Consequently, the introduction of such a ban, according to the draft law, is contrary to the Directive and does not constitute a transposition.

The ban in the proposed form will prejudice:

– the ability of the media to provide information in connection with criminal investigations from sources other than judicial, which will be limited in accordance with paragraph 4, although according to argument 19 of the Directive it „should not prejudice national law protecting freedom of the press and other means of mass communication.” Journalists will no longer be able to express any opinion on a criminal investigation and will be forced to confine themselves to the replication of the statements issued by judicial bodies.

– the principle 6 in the Appendix to the Recommendation Rec(2003)13 CEPrinciples concerning the information provided by the media in relation with criminal proceedings according to which: „ In the context of criminal proceedings of public interest or other criminal proceedings which have gained the particular attention of the public, judicial authorities and police services should inform the media about their essential acts, so long as this does not prejudice the secrecy of investigations and police inquiries or delay or impede the outcome of the proceedings. In cases of criminal proceedings which continue for a long period, this information should be provided regularly.”

The Directive offers not a interdiction but a standard of conduct for the public authorities and judicial bodies imposing them a public conduct of a refrained nature that gives the impression to an objective observer that the suspected or accused person is treated as if his guilty is established prior to a judicial decision.

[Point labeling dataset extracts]

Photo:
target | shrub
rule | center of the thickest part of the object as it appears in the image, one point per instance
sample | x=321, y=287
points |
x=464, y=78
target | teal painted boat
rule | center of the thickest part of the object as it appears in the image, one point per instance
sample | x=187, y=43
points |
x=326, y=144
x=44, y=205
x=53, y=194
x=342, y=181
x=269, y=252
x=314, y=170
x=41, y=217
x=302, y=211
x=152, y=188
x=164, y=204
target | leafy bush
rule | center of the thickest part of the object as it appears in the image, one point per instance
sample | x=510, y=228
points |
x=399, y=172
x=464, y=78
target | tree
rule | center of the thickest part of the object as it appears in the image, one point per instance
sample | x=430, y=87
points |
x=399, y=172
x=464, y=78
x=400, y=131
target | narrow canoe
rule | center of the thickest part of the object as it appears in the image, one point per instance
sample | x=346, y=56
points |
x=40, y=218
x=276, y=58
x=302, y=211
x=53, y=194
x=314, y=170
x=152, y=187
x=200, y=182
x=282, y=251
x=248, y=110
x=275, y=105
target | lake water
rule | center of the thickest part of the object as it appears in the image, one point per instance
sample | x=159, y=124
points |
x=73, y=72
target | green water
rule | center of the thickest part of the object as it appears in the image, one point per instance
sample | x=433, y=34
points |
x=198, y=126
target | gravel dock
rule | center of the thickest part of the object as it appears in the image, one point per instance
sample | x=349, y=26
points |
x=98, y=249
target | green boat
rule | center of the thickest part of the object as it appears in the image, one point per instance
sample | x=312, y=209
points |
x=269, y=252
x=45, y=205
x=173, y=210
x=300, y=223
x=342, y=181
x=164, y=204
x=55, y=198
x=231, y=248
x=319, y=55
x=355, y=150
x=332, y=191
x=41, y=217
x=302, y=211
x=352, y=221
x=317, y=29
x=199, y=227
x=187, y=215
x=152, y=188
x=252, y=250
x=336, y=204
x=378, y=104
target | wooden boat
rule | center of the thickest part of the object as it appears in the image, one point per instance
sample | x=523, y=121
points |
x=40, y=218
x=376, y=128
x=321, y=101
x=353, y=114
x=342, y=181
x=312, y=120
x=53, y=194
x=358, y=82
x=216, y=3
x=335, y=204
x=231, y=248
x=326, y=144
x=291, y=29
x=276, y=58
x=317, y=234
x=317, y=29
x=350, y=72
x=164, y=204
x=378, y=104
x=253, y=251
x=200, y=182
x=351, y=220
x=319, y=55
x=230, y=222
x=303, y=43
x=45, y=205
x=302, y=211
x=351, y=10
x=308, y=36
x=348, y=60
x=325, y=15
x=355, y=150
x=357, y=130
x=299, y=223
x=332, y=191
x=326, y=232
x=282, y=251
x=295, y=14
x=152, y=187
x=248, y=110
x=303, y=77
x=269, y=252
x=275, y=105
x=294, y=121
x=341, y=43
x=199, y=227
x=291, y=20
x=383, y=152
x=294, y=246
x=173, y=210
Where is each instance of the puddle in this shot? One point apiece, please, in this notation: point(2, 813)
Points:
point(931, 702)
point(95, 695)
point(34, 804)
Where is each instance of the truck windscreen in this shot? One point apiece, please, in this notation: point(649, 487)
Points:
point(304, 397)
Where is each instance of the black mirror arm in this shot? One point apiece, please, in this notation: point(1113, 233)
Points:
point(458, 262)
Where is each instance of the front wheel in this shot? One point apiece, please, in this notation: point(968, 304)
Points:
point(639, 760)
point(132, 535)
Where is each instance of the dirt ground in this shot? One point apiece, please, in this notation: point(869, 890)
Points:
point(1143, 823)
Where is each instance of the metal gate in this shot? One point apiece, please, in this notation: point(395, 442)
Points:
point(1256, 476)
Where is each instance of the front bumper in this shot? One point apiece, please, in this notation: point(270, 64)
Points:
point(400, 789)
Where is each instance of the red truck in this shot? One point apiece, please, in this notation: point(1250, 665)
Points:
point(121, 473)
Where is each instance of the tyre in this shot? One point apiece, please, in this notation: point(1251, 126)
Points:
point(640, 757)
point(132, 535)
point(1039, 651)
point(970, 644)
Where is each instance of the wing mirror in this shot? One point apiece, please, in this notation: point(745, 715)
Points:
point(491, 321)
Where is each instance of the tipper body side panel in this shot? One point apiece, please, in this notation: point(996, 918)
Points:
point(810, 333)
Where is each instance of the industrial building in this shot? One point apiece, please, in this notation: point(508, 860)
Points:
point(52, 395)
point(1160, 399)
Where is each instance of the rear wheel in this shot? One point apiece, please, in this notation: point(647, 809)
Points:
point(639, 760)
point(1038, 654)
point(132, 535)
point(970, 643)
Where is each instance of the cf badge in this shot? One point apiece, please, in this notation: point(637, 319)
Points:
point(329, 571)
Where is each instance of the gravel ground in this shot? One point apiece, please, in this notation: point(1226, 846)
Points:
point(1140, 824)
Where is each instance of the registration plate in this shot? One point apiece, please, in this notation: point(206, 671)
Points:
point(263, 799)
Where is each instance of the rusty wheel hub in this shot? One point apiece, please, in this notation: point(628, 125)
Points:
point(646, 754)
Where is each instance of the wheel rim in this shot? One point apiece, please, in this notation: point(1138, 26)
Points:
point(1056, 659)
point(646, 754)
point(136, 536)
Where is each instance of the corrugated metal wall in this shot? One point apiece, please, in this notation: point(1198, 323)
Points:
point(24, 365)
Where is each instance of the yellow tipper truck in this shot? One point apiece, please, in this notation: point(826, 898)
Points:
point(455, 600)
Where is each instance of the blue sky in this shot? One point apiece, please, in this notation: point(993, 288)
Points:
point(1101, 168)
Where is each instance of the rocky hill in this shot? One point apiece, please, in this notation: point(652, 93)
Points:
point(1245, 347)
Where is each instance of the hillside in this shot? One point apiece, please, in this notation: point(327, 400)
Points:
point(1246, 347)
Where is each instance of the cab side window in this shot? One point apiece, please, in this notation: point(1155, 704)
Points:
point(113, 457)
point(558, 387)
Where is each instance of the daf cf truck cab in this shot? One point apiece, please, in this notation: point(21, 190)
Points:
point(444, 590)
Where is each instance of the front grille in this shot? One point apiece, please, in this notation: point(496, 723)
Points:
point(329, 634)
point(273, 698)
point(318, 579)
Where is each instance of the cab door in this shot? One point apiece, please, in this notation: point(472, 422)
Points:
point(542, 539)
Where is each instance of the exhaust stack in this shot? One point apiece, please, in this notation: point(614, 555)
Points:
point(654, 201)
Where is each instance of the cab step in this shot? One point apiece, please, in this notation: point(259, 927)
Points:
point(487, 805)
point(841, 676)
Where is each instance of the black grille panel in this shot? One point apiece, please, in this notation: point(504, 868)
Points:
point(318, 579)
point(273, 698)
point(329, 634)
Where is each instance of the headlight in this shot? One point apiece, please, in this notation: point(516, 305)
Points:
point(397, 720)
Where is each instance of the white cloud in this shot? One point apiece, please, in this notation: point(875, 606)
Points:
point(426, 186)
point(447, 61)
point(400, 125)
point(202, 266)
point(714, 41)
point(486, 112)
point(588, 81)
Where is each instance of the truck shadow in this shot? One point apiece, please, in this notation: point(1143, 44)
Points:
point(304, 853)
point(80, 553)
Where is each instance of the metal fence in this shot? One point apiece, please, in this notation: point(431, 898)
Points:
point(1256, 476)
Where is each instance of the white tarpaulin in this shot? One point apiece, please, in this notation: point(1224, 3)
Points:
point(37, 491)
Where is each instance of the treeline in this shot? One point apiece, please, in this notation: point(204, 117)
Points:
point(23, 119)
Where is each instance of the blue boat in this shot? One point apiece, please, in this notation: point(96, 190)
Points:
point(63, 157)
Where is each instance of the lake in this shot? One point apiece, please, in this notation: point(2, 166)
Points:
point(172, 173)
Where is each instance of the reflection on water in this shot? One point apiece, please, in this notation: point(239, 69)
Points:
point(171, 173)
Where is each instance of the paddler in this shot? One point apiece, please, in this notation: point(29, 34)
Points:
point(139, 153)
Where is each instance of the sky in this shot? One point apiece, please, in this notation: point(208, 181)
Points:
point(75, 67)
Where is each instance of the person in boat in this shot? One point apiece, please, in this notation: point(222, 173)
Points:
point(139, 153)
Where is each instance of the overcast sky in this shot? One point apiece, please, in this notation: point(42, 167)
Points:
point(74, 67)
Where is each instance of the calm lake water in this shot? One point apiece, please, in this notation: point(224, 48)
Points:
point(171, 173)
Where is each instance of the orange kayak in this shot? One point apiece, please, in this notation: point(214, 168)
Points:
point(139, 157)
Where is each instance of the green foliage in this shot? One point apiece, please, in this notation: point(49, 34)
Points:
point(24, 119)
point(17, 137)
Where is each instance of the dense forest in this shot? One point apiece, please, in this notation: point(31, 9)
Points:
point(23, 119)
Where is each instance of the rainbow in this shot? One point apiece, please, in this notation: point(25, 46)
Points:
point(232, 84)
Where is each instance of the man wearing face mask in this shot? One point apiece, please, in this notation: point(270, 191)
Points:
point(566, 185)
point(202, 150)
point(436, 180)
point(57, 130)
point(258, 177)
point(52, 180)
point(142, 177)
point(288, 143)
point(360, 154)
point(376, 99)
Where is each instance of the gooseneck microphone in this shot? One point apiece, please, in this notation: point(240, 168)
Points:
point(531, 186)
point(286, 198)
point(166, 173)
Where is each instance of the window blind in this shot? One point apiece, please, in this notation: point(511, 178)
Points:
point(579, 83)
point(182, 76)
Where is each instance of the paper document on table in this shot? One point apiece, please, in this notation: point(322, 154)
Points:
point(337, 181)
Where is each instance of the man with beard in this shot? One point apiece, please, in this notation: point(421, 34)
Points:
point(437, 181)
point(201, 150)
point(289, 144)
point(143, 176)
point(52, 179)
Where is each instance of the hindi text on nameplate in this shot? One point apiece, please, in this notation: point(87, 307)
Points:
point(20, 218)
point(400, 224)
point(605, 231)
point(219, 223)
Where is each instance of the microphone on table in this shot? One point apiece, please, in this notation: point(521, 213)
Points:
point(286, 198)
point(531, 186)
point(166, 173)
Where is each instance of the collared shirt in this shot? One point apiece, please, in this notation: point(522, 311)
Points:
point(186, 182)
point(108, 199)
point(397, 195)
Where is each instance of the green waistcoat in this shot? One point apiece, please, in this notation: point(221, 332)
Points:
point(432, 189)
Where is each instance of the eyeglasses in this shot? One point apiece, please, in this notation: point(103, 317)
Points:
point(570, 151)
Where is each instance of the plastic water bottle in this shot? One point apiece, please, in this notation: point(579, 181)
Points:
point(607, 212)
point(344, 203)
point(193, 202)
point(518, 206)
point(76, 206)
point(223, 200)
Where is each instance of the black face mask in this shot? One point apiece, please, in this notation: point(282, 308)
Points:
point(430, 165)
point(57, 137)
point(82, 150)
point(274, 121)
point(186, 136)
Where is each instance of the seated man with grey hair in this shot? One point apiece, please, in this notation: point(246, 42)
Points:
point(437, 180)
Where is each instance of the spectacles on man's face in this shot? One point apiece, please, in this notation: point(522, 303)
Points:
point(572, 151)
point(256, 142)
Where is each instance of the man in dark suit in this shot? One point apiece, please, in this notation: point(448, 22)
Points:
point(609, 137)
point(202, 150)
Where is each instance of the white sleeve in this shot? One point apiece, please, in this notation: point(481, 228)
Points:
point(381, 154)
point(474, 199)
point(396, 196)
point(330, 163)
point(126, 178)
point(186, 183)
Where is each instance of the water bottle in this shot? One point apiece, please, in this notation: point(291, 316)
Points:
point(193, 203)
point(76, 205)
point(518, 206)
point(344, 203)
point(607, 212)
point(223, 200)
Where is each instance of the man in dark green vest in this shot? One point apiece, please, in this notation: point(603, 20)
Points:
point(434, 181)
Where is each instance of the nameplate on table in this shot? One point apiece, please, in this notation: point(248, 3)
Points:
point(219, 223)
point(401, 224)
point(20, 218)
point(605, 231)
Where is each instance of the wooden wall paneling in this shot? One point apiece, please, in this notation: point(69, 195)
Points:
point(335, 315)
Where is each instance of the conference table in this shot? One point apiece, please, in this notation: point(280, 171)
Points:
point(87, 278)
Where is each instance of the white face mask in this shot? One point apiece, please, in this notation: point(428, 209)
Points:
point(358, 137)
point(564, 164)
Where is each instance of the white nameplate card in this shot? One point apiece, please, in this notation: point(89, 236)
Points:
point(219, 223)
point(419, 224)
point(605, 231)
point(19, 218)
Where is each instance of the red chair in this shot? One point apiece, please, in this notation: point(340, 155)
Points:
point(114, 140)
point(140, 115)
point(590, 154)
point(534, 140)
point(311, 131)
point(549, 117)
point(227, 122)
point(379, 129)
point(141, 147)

(What this exercise asks)
• A. From the passage on the draft law's ban, pull out the text starting at the words "The ban in the" and ending after the words "by judicial bodies.".
• B. In the passage on the draft law's ban, which argument of the Directive states that it should not prejudice national law protecting freedom of the press?
• C. Carry on the passage on the draft law's ban, picking up after its final sentence.

(Expected results)
• A.
The ban in the proposed form will prejudice:

– the ability of the media to provide information in connection with criminal investigations from sources other than judicial, which will be limited in accordance with paragraph 4, although according to argument 19 of the Directive it „should not prejudice national law protecting freedom of the press and other means of mass communication.” Journalists will no longer be able to express any opinion on a criminal investigation and will be forced to confine themselves to the replication of the statements issued by judicial bodies.

• B. Argument 19

• C.
This standard is applied to any type of public statements, no matter who is the author, or to any judicial decisions rendered in pending cases, these authorities having the duty to use an appropriate language and to refrain, during the proceedings carried out, from any conduct that infringes the presumption of innocence. Under no circumstances, the Directive does not allow, in persuing its scope, for the public to be, entirely, ignored and misinformed in relation with certain proceedings, their stages and the activities carried out by the competent bodies, because its purpose is not to obstruct the justice and public access to information, but protecting the presumption of innocence and other procedural warranties by eliminating the situations the coul compromise them.

It should be expressly stated that there are exceptional situations when suspected offenders can be brought in court or presented in public with coercive measures.

In this regard, the arguments of the Directive should be taken into account:

„The competent authorities should refrain from presenting suspects or accused persons as being guilty, in court or in public, through the use of measures of physical restraint, such as handcuffs, glass boxes, cages and leg irons, unless the use of such measures is required for case-specific reasons, either relating to security, including to prevent suspects or accused persons from harming themselves or others or from damaging any property, or relating to the prevention of suspects or accused persons from absconding or from having contact with third persons, such as witnesses or victims. The possibility of applying measures of physical restraint does not imply that the competent authorities are to take any formal decision on the use of such measures”.

Where feasible, competent authorities should also refrain from presenting suspects or accused persons in court or in public with prison uniforms to avoid giving the impression that they are guilty.

Moreover, for legal accuracy, placing such a provision in the Criminal Procedure Code is somewhat inappropriate, given that these aspects are already regulated by Law no. 254/2013.

One last aspect to be taken into consideration is that, in the case of an offence committed by the escorted person, responsibility lies with the accompanying worker but who has no competence to establish in relation to the situation what are the means required in escorting.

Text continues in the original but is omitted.